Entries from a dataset
--- START ---

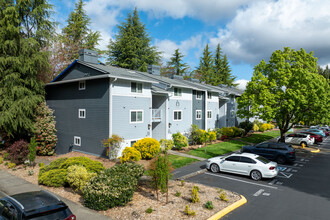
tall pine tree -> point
(131, 48)
(20, 62)
(176, 63)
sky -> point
(247, 30)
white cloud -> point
(258, 30)
(241, 83)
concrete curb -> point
(192, 174)
(228, 209)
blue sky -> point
(247, 30)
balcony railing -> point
(156, 115)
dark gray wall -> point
(198, 104)
(66, 99)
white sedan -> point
(245, 164)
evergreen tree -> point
(20, 62)
(177, 64)
(205, 71)
(131, 48)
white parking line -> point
(243, 181)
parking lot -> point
(300, 191)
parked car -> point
(317, 138)
(279, 152)
(38, 205)
(317, 131)
(247, 164)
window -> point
(136, 116)
(198, 114)
(82, 113)
(177, 116)
(199, 95)
(77, 141)
(82, 85)
(136, 87)
(177, 92)
(209, 114)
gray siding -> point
(198, 104)
(66, 99)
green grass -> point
(214, 150)
(178, 161)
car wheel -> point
(255, 175)
(281, 160)
(214, 168)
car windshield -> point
(263, 160)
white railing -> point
(156, 115)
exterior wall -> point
(198, 104)
(213, 105)
(66, 100)
(184, 104)
(159, 128)
(78, 71)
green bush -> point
(148, 147)
(130, 154)
(179, 140)
(113, 187)
(78, 176)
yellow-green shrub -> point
(148, 147)
(130, 154)
(78, 176)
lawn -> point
(178, 161)
(214, 150)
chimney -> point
(154, 70)
(89, 56)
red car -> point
(318, 138)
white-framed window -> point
(82, 85)
(209, 95)
(136, 87)
(199, 95)
(198, 114)
(177, 115)
(136, 116)
(177, 92)
(82, 113)
(209, 114)
(77, 141)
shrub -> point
(113, 187)
(209, 205)
(194, 194)
(188, 211)
(18, 152)
(179, 140)
(78, 176)
(166, 144)
(130, 154)
(148, 147)
(246, 125)
(45, 131)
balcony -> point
(156, 115)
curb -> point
(192, 174)
(228, 209)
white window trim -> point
(137, 90)
(75, 138)
(208, 114)
(83, 82)
(130, 114)
(197, 95)
(180, 95)
(82, 110)
(174, 115)
(197, 114)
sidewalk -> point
(10, 185)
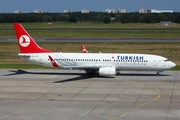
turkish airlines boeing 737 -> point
(106, 64)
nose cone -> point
(171, 65)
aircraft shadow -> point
(140, 74)
(82, 76)
(19, 72)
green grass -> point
(76, 30)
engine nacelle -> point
(107, 71)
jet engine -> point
(107, 71)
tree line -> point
(93, 16)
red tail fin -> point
(26, 42)
(84, 49)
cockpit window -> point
(166, 60)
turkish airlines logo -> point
(24, 40)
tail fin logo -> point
(24, 40)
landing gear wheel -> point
(157, 74)
(90, 73)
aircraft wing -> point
(83, 67)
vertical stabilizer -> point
(26, 42)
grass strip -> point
(32, 66)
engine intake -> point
(107, 71)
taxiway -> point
(50, 94)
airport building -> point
(38, 11)
(161, 11)
(18, 11)
(85, 11)
(67, 11)
(143, 10)
(115, 10)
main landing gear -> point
(90, 73)
(157, 74)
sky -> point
(8, 6)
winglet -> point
(26, 42)
(83, 49)
(53, 62)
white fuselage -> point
(144, 62)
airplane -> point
(105, 64)
(83, 49)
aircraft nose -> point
(172, 64)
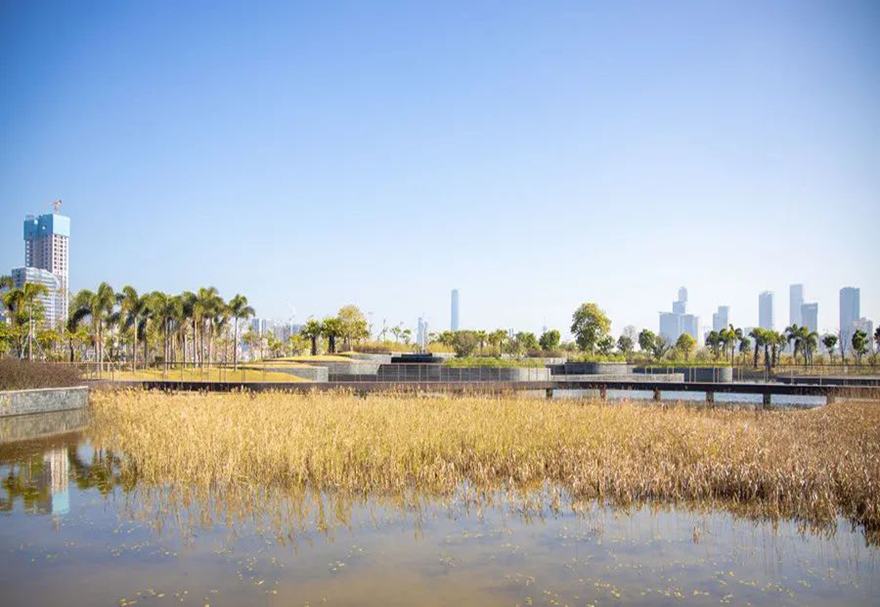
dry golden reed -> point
(810, 465)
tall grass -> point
(813, 466)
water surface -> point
(75, 531)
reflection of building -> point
(765, 310)
(41, 481)
(53, 302)
(810, 316)
(59, 472)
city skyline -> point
(672, 324)
(560, 167)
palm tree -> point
(163, 310)
(829, 341)
(25, 301)
(98, 306)
(332, 328)
(238, 310)
(188, 320)
(859, 344)
(810, 342)
(759, 336)
(793, 337)
(313, 330)
(133, 309)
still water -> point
(75, 532)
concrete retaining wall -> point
(310, 373)
(394, 372)
(44, 400)
(598, 368)
(700, 374)
(27, 427)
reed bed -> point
(809, 465)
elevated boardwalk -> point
(657, 388)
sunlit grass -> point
(243, 374)
(811, 465)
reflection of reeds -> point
(812, 465)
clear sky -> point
(535, 155)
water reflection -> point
(113, 540)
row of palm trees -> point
(800, 339)
(25, 305)
(188, 324)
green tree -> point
(589, 324)
(98, 307)
(332, 330)
(686, 345)
(625, 345)
(464, 343)
(714, 343)
(859, 345)
(606, 345)
(759, 336)
(497, 338)
(238, 310)
(527, 342)
(550, 340)
(353, 325)
(313, 329)
(745, 344)
(830, 342)
(27, 308)
(482, 338)
(660, 347)
(647, 339)
(132, 310)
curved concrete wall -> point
(394, 372)
(44, 400)
(595, 368)
(710, 374)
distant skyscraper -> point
(670, 326)
(765, 310)
(721, 318)
(422, 333)
(849, 312)
(810, 316)
(673, 324)
(680, 306)
(795, 301)
(453, 324)
(46, 247)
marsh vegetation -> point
(811, 466)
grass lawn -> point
(214, 375)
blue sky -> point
(534, 155)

--- END ---

**Problem to work on**
Strip out the pictures and quote the remaining data word for word.

**Solution below**
tall pine tree -> point
(131, 48)
(20, 62)
(176, 63)
sky -> point
(247, 30)
white cloud -> point
(258, 30)
(241, 83)
concrete curb -> point
(192, 174)
(228, 209)
blue sky -> point
(247, 30)
balcony railing -> point
(156, 115)
dark gray wall -> point
(198, 104)
(66, 99)
white sedan -> point
(245, 164)
evergreen tree -> point
(20, 62)
(177, 64)
(205, 71)
(131, 48)
white parking line -> point
(243, 181)
parking lot -> point
(300, 191)
parked car -> point
(317, 138)
(279, 152)
(38, 205)
(317, 131)
(247, 164)
window -> point
(136, 116)
(198, 114)
(82, 113)
(177, 116)
(199, 95)
(77, 141)
(82, 85)
(136, 87)
(177, 92)
(209, 114)
gray siding -> point
(198, 104)
(66, 99)
green grass -> point
(214, 150)
(178, 161)
car wheel -> point
(255, 175)
(281, 160)
(214, 168)
car windshield -> point
(263, 160)
white railing -> point
(156, 115)
exterior wall -> point
(198, 104)
(213, 105)
(66, 100)
(184, 104)
(159, 128)
(78, 71)
green bush -> point
(148, 147)
(130, 154)
(179, 140)
(113, 187)
(78, 176)
yellow-green shrub -> point
(148, 147)
(130, 154)
(78, 176)
lawn -> point
(178, 161)
(214, 150)
chimney -> point
(154, 70)
(89, 56)
red car -> point
(318, 138)
white-framed window -> point
(82, 85)
(209, 95)
(136, 87)
(199, 95)
(198, 114)
(177, 115)
(136, 116)
(177, 92)
(82, 113)
(209, 114)
(77, 141)
shrub -> point
(113, 187)
(209, 205)
(194, 194)
(188, 211)
(18, 152)
(179, 140)
(78, 176)
(166, 144)
(130, 154)
(148, 147)
(246, 125)
(45, 131)
balcony -> point
(156, 115)
curb -> point
(192, 174)
(228, 209)
white window trim -> point
(137, 90)
(75, 138)
(208, 114)
(83, 82)
(130, 114)
(197, 95)
(180, 95)
(82, 110)
(174, 115)
(197, 114)
sidewalk -> point
(10, 185)
turkish airlines boeing 737 -> point
(106, 64)
nose cone -> point
(171, 65)
aircraft shadow -> point
(140, 74)
(82, 76)
(19, 72)
green grass -> point
(76, 30)
engine nacelle -> point
(107, 71)
jet engine -> point
(107, 71)
tree line -> point
(93, 16)
red tail fin -> point
(26, 42)
(84, 49)
cockpit window -> point
(166, 60)
turkish airlines logo -> point
(24, 40)
tail fin logo -> point
(24, 40)
landing gear wheel -> point
(157, 74)
(90, 73)
aircraft wing -> point
(83, 67)
vertical stabilizer -> point
(26, 42)
grass strip -> point
(32, 66)
engine intake -> point
(107, 71)
taxiway -> point
(50, 94)
airport building -> point
(38, 11)
(161, 11)
(18, 11)
(85, 11)
(67, 11)
(143, 10)
(115, 10)
main landing gear -> point
(90, 73)
(157, 74)
sky -> point
(8, 6)
winglet -> point
(26, 42)
(83, 49)
(53, 62)
white fuselage -> point
(144, 62)
airplane -> point
(105, 64)
(83, 49)
aircraft nose -> point
(172, 64)
dry golden reed -> point
(810, 465)
tall grass -> point
(813, 466)
water surface -> point
(75, 531)
reflection of building -> point
(765, 310)
(41, 481)
(53, 302)
(810, 316)
(59, 472)
city skyline -> point
(672, 324)
(560, 167)
palm tree -> point
(163, 310)
(829, 341)
(25, 301)
(98, 306)
(332, 328)
(238, 310)
(188, 320)
(859, 344)
(810, 342)
(759, 336)
(793, 337)
(313, 330)
(133, 309)
still water -> point
(75, 532)
concrete retaining wall -> point
(310, 373)
(394, 372)
(44, 400)
(598, 368)
(700, 374)
(27, 427)
reed bed -> point
(809, 465)
elevated boardwalk -> point
(657, 388)
sunlit grass -> point
(243, 374)
(811, 465)
reflection of reeds -> point
(812, 465)
clear sky -> point
(535, 155)
water reflection -> point
(113, 540)
row of palm trees -> point
(800, 339)
(25, 305)
(188, 324)
green tree -> point
(589, 324)
(98, 307)
(332, 330)
(686, 345)
(625, 345)
(464, 343)
(714, 343)
(859, 345)
(606, 345)
(759, 336)
(497, 338)
(238, 310)
(527, 342)
(550, 340)
(353, 325)
(313, 329)
(745, 344)
(830, 342)
(27, 308)
(482, 338)
(660, 347)
(647, 339)
(132, 310)
curved concrete wall -> point
(394, 372)
(44, 400)
(595, 368)
(710, 374)
distant skyscraper -> point
(670, 326)
(765, 310)
(721, 318)
(422, 333)
(849, 312)
(810, 316)
(673, 324)
(680, 306)
(795, 301)
(453, 324)
(46, 247)
marsh vegetation -> point
(811, 466)
grass lawn -> point
(214, 375)
blue sky -> point
(534, 155)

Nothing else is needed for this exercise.